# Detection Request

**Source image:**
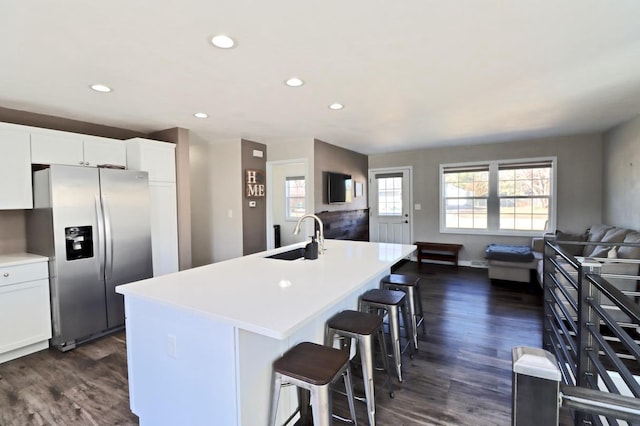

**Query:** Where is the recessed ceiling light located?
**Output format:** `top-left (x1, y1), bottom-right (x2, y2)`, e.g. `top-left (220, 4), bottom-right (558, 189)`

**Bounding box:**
top-left (284, 77), bottom-right (304, 87)
top-left (211, 34), bottom-right (236, 49)
top-left (91, 84), bottom-right (111, 93)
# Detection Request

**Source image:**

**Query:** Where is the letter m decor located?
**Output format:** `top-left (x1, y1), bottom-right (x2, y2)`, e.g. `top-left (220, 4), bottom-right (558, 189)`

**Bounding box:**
top-left (244, 169), bottom-right (266, 198)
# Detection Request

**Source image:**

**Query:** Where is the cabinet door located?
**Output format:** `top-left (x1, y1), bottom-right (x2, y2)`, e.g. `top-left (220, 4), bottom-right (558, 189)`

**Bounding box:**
top-left (126, 138), bottom-right (176, 182)
top-left (0, 129), bottom-right (33, 210)
top-left (84, 136), bottom-right (127, 167)
top-left (0, 263), bottom-right (51, 354)
top-left (149, 182), bottom-right (178, 277)
top-left (31, 133), bottom-right (84, 166)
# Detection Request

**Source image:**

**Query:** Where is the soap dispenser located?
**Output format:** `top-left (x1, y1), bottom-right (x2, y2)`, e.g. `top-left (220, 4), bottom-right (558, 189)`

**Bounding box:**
top-left (304, 237), bottom-right (318, 259)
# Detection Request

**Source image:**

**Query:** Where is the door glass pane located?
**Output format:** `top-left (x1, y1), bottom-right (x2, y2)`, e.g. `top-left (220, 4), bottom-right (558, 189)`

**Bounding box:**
top-left (376, 177), bottom-right (402, 216)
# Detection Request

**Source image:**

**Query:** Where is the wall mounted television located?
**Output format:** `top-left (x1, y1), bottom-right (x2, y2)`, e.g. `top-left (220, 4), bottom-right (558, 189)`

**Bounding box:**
top-left (327, 172), bottom-right (351, 204)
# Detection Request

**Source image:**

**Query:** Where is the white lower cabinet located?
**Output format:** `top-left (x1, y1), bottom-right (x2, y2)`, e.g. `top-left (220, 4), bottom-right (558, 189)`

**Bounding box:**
top-left (0, 254), bottom-right (51, 363)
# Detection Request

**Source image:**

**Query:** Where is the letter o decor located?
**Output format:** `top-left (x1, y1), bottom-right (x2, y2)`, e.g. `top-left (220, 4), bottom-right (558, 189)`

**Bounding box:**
top-left (244, 169), bottom-right (266, 198)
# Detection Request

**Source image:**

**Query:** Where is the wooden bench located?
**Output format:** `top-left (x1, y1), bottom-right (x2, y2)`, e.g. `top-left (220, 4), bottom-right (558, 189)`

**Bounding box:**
top-left (416, 241), bottom-right (462, 266)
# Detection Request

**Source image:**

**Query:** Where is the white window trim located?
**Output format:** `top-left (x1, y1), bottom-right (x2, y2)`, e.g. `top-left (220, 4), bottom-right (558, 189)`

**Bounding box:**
top-left (284, 176), bottom-right (307, 222)
top-left (438, 157), bottom-right (558, 237)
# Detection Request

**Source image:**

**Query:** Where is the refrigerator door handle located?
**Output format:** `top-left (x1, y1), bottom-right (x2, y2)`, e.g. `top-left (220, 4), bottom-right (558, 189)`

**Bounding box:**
top-left (100, 195), bottom-right (113, 280)
top-left (96, 195), bottom-right (105, 277)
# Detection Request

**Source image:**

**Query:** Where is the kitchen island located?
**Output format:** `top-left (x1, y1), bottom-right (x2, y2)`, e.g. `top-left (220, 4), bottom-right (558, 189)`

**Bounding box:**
top-left (116, 240), bottom-right (415, 425)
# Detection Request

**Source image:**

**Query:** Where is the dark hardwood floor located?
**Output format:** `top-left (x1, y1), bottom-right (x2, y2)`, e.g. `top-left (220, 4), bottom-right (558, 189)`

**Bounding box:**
top-left (0, 262), bottom-right (542, 426)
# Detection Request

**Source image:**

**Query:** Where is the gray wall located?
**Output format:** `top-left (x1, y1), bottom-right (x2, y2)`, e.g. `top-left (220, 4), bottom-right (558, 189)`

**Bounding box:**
top-left (240, 139), bottom-right (267, 255)
top-left (602, 117), bottom-right (640, 230)
top-left (314, 139), bottom-right (368, 212)
top-left (369, 134), bottom-right (602, 261)
top-left (189, 139), bottom-right (244, 266)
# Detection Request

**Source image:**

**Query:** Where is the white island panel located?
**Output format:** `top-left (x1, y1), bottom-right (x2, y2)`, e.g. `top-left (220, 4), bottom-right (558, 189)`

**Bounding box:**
top-left (117, 240), bottom-right (415, 425)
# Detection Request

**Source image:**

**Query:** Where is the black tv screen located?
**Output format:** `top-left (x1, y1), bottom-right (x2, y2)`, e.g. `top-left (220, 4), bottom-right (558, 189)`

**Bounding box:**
top-left (327, 172), bottom-right (351, 204)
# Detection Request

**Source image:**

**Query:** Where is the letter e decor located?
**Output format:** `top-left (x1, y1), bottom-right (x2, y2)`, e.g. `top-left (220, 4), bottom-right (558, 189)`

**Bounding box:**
top-left (244, 169), bottom-right (265, 198)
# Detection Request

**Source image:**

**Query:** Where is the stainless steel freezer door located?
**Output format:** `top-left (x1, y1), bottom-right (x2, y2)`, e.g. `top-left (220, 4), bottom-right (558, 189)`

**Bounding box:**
top-left (48, 166), bottom-right (107, 345)
top-left (100, 169), bottom-right (153, 328)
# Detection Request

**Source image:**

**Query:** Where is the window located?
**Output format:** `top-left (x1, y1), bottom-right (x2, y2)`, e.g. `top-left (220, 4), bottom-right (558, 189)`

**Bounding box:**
top-left (444, 166), bottom-right (489, 229)
top-left (440, 158), bottom-right (556, 235)
top-left (285, 176), bottom-right (305, 220)
top-left (376, 173), bottom-right (402, 216)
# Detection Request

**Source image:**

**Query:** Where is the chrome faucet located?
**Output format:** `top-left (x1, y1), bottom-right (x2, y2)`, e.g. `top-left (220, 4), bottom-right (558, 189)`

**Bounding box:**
top-left (293, 213), bottom-right (324, 254)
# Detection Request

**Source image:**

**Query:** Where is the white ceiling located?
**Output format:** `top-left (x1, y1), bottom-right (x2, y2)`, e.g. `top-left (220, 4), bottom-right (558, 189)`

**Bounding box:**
top-left (0, 0), bottom-right (640, 154)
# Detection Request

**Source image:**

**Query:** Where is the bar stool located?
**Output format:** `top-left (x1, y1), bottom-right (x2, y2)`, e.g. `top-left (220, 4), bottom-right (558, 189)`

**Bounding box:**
top-left (358, 288), bottom-right (413, 382)
top-left (324, 310), bottom-right (394, 426)
top-left (380, 274), bottom-right (427, 350)
top-left (269, 342), bottom-right (357, 426)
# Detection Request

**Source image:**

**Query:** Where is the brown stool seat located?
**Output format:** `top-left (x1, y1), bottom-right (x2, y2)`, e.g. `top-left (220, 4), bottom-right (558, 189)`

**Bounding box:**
top-left (269, 342), bottom-right (357, 426)
top-left (327, 311), bottom-right (382, 336)
top-left (273, 342), bottom-right (349, 386)
top-left (324, 310), bottom-right (394, 426)
top-left (382, 274), bottom-right (420, 286)
top-left (380, 274), bottom-right (427, 350)
top-left (360, 288), bottom-right (405, 305)
top-left (359, 288), bottom-right (413, 382)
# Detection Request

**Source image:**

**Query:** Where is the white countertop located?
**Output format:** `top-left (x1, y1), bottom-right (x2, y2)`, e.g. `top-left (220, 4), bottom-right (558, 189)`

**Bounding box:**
top-left (116, 240), bottom-right (416, 339)
top-left (0, 253), bottom-right (49, 268)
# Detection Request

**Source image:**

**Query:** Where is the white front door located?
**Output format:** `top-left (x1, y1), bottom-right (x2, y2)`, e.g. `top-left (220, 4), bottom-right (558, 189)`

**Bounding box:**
top-left (369, 167), bottom-right (413, 244)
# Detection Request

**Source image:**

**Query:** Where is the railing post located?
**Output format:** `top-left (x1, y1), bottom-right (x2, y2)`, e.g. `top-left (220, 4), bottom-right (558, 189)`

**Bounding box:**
top-left (511, 346), bottom-right (561, 426)
top-left (542, 235), bottom-right (557, 352)
top-left (576, 258), bottom-right (601, 388)
top-left (574, 258), bottom-right (601, 425)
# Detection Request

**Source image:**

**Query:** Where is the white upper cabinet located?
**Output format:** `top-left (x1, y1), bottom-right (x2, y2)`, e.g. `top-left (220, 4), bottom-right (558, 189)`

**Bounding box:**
top-left (126, 138), bottom-right (176, 182)
top-left (31, 130), bottom-right (127, 167)
top-left (84, 136), bottom-right (127, 167)
top-left (0, 127), bottom-right (33, 210)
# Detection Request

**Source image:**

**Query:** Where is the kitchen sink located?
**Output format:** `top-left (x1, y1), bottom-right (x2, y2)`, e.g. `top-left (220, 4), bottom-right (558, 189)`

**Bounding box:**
top-left (265, 247), bottom-right (304, 260)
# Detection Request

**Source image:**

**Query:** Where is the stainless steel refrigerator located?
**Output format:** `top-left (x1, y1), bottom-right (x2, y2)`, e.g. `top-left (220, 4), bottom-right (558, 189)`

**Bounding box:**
top-left (27, 165), bottom-right (153, 351)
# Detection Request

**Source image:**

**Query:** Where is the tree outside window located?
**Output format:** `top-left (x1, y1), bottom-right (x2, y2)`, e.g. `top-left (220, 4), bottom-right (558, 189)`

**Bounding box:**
top-left (440, 158), bottom-right (556, 235)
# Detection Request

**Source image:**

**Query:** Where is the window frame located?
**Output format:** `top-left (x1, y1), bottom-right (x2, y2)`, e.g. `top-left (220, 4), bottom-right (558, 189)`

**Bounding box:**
top-left (284, 176), bottom-right (307, 222)
top-left (439, 156), bottom-right (558, 237)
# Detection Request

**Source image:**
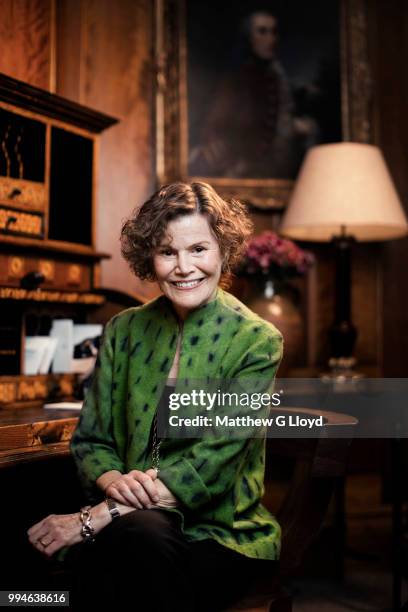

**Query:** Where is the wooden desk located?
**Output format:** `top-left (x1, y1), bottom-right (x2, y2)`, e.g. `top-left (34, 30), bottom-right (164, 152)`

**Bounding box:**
top-left (0, 404), bottom-right (79, 468)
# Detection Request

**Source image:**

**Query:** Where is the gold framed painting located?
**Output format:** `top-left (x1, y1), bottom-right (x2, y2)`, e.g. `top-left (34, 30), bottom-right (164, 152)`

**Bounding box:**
top-left (155, 0), bottom-right (372, 209)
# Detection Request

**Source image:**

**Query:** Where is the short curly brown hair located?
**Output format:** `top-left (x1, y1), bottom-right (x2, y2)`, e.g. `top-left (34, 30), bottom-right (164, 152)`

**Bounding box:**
top-left (120, 181), bottom-right (253, 287)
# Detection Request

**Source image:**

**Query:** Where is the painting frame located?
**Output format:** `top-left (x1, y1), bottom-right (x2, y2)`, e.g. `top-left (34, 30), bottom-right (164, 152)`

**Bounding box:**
top-left (155, 0), bottom-right (373, 209)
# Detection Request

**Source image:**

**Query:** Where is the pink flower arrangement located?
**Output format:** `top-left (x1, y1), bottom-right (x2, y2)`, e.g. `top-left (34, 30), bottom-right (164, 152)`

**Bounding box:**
top-left (240, 230), bottom-right (314, 279)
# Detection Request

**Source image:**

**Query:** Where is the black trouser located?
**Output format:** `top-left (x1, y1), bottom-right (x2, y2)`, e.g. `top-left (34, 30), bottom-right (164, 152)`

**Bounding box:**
top-left (67, 509), bottom-right (276, 612)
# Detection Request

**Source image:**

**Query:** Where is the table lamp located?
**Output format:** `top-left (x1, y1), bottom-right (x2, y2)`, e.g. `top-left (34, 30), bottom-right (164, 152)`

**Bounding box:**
top-left (280, 142), bottom-right (408, 378)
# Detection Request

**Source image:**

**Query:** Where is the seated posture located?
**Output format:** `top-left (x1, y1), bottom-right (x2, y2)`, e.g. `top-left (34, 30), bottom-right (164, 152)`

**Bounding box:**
top-left (28, 182), bottom-right (282, 612)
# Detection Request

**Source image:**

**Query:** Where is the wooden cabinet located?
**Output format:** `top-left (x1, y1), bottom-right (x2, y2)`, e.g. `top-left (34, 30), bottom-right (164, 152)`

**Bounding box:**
top-left (0, 74), bottom-right (117, 414)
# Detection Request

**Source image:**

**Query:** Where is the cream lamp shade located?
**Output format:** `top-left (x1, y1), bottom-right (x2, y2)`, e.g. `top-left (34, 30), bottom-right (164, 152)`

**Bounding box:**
top-left (280, 142), bottom-right (408, 242)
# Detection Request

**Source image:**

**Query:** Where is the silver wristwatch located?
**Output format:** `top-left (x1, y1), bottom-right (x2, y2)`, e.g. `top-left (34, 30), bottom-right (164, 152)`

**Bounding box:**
top-left (105, 497), bottom-right (121, 521)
_____
Please rewrite the listing from its beginning through the line containing "top-left (91, 84), bottom-right (111, 93)", inclusive, swapping "ceiling" for "overhead" and leaving everything else unchanged. Return only those lines, without the pictures.

# Detection Request

**Source image:**

**Query:** Where is the recessed overhead light located?
**Output format:** `top-left (x1, y1), bottom-right (x2, y2)`, e.g. `top-left (220, 4), bottom-right (558, 189)`

**Bounding box:**
top-left (284, 77), bottom-right (304, 87)
top-left (211, 34), bottom-right (236, 49)
top-left (91, 84), bottom-right (111, 93)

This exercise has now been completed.